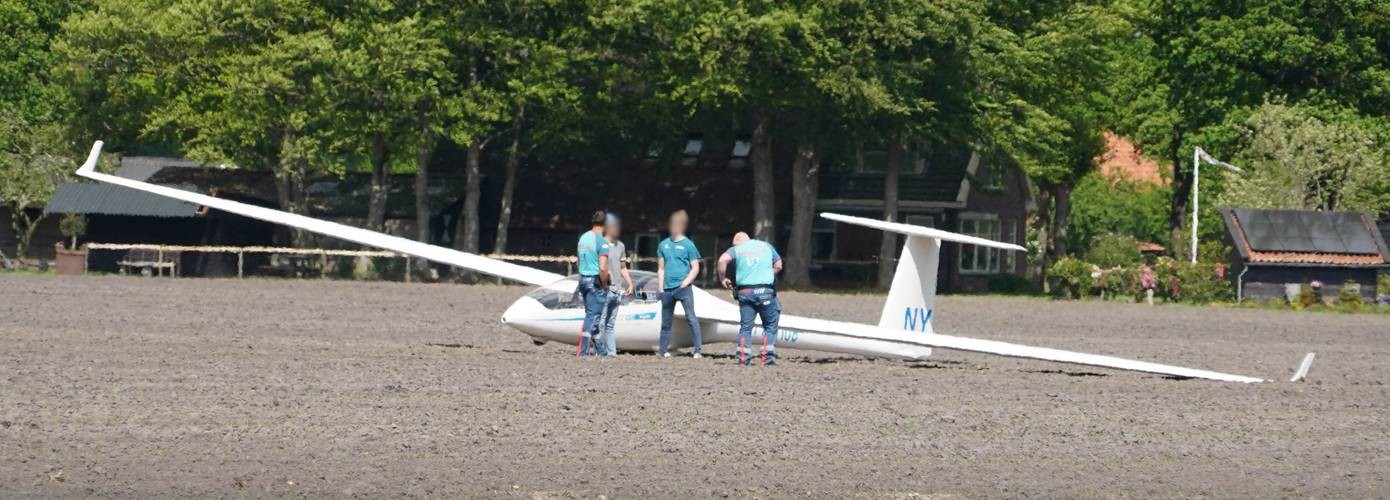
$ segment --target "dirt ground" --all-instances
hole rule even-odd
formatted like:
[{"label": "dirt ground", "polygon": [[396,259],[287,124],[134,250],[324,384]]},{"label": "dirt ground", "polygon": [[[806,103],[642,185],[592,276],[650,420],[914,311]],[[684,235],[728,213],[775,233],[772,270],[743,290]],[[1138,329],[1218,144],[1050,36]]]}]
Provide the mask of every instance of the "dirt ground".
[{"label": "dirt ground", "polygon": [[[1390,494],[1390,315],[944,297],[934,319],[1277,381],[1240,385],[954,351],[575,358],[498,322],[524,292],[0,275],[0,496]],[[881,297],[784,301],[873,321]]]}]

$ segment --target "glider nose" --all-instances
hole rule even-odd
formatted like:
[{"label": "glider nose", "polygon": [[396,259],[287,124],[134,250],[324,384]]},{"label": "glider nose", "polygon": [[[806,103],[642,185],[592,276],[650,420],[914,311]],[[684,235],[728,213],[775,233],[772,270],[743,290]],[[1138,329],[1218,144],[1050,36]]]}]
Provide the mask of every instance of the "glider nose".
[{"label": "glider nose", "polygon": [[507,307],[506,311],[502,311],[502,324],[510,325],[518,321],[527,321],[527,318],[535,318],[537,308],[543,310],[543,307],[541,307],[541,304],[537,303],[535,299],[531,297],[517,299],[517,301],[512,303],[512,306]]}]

_ _ _ _

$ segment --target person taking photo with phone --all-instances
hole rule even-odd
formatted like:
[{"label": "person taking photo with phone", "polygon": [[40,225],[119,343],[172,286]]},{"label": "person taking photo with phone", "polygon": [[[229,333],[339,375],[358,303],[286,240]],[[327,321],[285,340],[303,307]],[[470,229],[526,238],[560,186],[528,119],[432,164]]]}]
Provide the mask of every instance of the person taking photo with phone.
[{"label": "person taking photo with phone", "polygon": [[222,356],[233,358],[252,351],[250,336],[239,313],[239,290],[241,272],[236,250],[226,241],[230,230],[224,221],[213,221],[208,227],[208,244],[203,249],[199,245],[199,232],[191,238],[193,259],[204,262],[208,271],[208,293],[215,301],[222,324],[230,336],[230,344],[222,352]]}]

_ _ _ _

## REQUIREMENT:
Find every line in the records above that contains the word "Provide", matching case exactly, and copy each of those lines in full.

## RESPONSE TO THIS TASK:
Provide the mask of every instance of the "dirt ground".
Provide the mask of every instance of the "glider nose".
Provide the mask of every instance of the person taking photo with phone.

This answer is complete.